_Your goal_. Please output exactly the part of the records below that opens with the line containing "Phrase -- metal guardrail" and closes with the line containing "Phrase -- rear door", both lines included, and nothing else.
Start of Task input
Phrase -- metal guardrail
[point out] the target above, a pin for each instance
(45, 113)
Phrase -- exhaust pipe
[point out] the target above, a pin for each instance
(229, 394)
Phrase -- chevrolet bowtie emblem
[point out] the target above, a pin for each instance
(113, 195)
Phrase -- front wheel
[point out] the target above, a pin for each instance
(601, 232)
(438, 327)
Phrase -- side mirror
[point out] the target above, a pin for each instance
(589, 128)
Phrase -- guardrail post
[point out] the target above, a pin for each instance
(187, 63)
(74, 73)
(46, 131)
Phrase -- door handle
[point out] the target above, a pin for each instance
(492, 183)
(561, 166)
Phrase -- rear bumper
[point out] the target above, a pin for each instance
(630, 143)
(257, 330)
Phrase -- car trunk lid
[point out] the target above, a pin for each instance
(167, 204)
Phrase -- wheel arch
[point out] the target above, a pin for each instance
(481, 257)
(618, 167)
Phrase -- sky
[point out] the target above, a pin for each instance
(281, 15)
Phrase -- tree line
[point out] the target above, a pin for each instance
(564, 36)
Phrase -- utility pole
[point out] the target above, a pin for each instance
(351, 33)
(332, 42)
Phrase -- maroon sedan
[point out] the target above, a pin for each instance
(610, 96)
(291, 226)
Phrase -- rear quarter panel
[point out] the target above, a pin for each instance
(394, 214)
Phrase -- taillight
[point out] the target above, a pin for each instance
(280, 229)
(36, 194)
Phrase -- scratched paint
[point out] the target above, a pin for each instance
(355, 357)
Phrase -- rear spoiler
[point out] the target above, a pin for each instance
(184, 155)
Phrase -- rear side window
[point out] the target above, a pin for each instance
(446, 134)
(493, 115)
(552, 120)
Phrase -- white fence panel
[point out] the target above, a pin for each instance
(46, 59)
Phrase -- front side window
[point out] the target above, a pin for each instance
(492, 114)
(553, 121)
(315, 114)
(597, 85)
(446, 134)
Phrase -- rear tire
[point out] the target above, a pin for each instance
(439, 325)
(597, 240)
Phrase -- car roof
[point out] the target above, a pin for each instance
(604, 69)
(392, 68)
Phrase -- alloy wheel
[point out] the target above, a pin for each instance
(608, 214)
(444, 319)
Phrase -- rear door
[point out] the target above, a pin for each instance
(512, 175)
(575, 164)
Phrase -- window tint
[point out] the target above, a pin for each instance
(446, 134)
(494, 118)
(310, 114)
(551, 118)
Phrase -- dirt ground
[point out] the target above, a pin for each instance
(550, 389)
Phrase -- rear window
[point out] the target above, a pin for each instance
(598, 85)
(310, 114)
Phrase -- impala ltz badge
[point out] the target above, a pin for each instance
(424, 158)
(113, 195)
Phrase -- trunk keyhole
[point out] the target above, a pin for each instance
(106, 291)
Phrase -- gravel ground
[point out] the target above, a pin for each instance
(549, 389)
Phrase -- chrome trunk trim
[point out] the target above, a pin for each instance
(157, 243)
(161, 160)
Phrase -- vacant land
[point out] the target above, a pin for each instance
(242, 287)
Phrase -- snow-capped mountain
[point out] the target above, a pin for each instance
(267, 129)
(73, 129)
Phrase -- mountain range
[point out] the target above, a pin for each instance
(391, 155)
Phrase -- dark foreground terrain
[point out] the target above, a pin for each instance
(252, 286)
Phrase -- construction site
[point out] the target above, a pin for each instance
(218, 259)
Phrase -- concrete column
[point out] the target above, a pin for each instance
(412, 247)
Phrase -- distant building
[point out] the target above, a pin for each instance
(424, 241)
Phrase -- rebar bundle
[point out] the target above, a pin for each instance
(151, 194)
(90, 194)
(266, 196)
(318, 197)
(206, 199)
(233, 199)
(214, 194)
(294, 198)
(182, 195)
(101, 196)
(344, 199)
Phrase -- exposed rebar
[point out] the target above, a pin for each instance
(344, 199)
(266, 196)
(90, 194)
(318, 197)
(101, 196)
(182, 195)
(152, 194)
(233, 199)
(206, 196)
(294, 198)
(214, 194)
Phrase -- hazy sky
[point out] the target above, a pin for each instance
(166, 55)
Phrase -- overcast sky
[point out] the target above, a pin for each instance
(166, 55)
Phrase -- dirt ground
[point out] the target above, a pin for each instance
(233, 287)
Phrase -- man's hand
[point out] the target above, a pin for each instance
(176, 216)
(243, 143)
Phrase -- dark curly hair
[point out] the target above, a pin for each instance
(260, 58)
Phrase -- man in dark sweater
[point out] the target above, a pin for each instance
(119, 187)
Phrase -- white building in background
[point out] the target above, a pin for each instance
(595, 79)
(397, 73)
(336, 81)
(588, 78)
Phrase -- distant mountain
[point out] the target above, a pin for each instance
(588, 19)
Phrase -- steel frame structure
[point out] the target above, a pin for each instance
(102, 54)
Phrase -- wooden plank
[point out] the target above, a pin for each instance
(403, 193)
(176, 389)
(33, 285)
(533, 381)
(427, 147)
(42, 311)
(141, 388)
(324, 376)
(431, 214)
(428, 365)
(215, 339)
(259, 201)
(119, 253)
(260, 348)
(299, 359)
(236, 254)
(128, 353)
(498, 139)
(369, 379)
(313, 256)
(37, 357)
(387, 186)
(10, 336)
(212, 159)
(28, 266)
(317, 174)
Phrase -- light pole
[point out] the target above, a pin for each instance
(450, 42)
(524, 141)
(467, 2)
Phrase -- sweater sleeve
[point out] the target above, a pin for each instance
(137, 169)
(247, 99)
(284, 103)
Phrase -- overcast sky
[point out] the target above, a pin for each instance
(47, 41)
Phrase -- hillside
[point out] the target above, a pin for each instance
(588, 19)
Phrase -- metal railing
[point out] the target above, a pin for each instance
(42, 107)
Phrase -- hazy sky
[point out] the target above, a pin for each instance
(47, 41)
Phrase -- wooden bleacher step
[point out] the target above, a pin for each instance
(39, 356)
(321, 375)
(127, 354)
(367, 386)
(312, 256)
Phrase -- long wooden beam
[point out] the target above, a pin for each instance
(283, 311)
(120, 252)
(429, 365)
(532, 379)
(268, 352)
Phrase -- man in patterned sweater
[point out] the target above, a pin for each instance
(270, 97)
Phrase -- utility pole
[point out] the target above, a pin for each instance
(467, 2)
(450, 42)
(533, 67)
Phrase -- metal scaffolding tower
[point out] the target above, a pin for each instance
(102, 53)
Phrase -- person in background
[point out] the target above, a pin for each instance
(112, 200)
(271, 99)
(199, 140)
End of Task input
Start of Task input
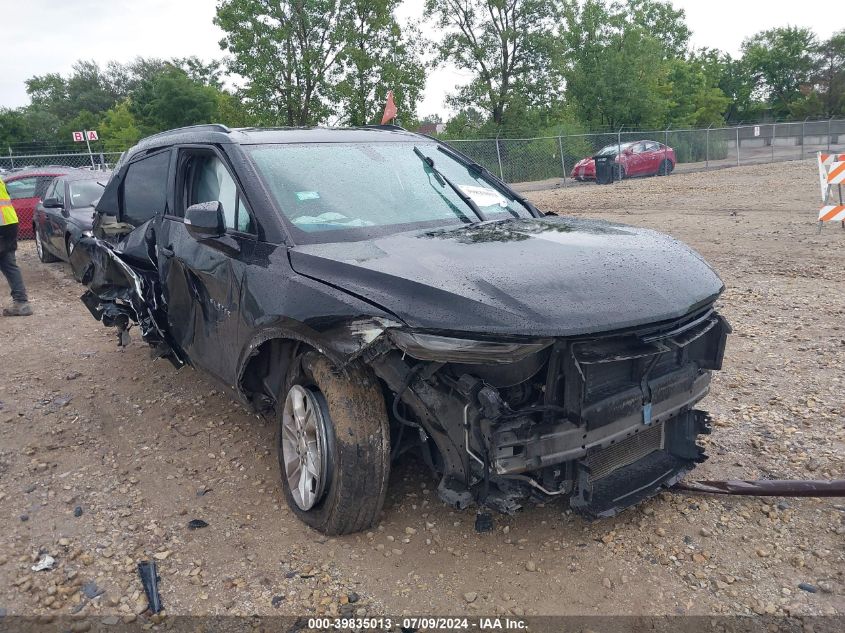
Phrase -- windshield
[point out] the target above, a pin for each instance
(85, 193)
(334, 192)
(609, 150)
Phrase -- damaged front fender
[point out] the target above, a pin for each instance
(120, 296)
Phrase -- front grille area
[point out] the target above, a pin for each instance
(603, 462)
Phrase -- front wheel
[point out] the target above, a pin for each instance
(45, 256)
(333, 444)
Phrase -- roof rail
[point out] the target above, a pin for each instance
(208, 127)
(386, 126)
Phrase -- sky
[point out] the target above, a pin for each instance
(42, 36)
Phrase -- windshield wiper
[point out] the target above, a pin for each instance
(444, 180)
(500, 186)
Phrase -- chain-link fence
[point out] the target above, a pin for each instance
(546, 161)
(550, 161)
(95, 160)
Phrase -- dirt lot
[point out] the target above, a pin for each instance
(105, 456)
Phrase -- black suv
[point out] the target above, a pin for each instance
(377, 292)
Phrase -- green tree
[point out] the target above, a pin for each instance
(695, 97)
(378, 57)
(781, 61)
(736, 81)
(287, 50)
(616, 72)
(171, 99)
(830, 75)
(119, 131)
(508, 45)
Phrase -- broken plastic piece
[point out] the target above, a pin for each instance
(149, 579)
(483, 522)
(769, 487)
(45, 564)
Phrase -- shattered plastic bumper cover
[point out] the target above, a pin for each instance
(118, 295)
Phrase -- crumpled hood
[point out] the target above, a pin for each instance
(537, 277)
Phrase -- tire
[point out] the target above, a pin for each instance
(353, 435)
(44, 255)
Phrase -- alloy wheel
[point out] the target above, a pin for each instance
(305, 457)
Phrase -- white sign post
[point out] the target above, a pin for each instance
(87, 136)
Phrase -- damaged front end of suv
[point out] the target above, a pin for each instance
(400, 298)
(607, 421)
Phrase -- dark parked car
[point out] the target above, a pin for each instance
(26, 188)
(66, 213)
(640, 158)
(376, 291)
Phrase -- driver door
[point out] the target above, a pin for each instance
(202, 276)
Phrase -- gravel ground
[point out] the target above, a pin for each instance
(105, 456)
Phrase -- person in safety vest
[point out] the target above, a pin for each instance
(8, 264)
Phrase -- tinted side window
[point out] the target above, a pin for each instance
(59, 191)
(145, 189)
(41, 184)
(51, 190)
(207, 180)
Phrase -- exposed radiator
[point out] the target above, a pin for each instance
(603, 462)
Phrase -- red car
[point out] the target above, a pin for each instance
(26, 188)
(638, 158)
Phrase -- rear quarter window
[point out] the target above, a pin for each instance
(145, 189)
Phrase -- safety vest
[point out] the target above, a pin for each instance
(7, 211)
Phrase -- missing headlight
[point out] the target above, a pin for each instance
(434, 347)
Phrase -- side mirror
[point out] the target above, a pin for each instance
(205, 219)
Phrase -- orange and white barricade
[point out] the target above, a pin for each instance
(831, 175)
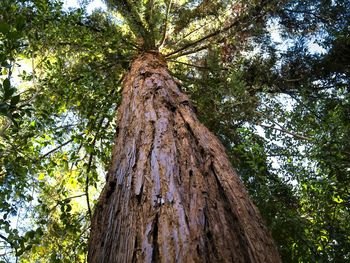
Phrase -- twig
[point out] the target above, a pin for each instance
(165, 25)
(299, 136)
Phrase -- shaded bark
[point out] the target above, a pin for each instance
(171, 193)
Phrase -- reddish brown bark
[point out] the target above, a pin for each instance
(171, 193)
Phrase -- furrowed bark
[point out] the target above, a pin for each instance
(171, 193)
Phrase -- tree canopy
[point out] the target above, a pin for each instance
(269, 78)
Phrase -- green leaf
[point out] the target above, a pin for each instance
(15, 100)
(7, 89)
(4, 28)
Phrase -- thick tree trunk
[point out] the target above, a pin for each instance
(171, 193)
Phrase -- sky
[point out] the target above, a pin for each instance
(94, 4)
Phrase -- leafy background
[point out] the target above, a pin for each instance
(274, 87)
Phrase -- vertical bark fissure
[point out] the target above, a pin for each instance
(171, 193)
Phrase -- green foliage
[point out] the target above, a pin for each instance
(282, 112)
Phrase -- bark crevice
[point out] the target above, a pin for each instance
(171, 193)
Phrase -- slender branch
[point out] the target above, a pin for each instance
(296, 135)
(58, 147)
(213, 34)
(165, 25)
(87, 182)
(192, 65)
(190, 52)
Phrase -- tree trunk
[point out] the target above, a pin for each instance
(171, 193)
End of Task input
_Solution below_.
Phrase -- metal guardrail
[point out] the target above, a pin for each instance
(45, 113)
Phrase -- exhaust pipe
[point out] the target above, a pin for each instance
(229, 394)
Phrase -- chevrolet bowtie emblem
[point out] the target above, a pin for each instance
(113, 195)
Phrase -- front wheel
[point out] the target above, a pin for each instance
(601, 232)
(438, 327)
Phrase -- side mirror
[point out] the target above, a pin for each instance
(589, 128)
Phrase -- guardrail post
[point out] the target above, a pin for each instance
(187, 63)
(74, 73)
(46, 131)
Phrase -- door handle
[point out] the target above, a pin for each instance
(492, 183)
(561, 166)
Phrase -- rear bumper
[point out] the target above, a pin for each instance
(630, 143)
(257, 330)
Phrase -- car trunk lid
[point out] the target above, a pin for each instance
(167, 204)
Phrase -- wheel arch
[point out] the target above, a pin for each instance
(481, 257)
(618, 167)
Phrase -- sky
[point out] the target above, a pin for each instance
(281, 15)
Phrase -- tree line
[point out] the target above, a pin for each instance
(564, 36)
Phrase -- utility pole
[point out] the target above, a pin for each instance
(351, 33)
(332, 42)
Phrase -- maroon sedan
[point out] the target above, a pin for each instance
(610, 96)
(291, 226)
Phrase -- rear quarter panel
[point out] the target above, a pin for each instance
(394, 214)
Phrase -- taillight
[point out] the target above, a pin for each instance
(280, 229)
(36, 194)
Phrase -- scratched paint
[point out] the target above, a pin for each instance
(355, 357)
Phrase -- rear spoiler
[point out] the target above, a pin for each instance
(184, 155)
Phrase -- rear side window
[point out] the target above, a pin for each instance
(446, 134)
(493, 115)
(552, 120)
Phrase -- white fence panel
[point out] the target above, a pin for each instance
(46, 59)
Phrase -- front side window
[point out] the target above, a pin for each instance
(492, 114)
(553, 121)
(315, 114)
(597, 85)
(446, 134)
Phrase -- rear tire
[point out] the target above, a pin for each instance
(439, 325)
(597, 240)
Phrase -- car roof
[point out] the target above, a pin for each instance
(604, 69)
(392, 68)
Phrase -- alloy wheel
[point out] the target above, a pin for each instance
(608, 214)
(444, 319)
Phrase -- rear door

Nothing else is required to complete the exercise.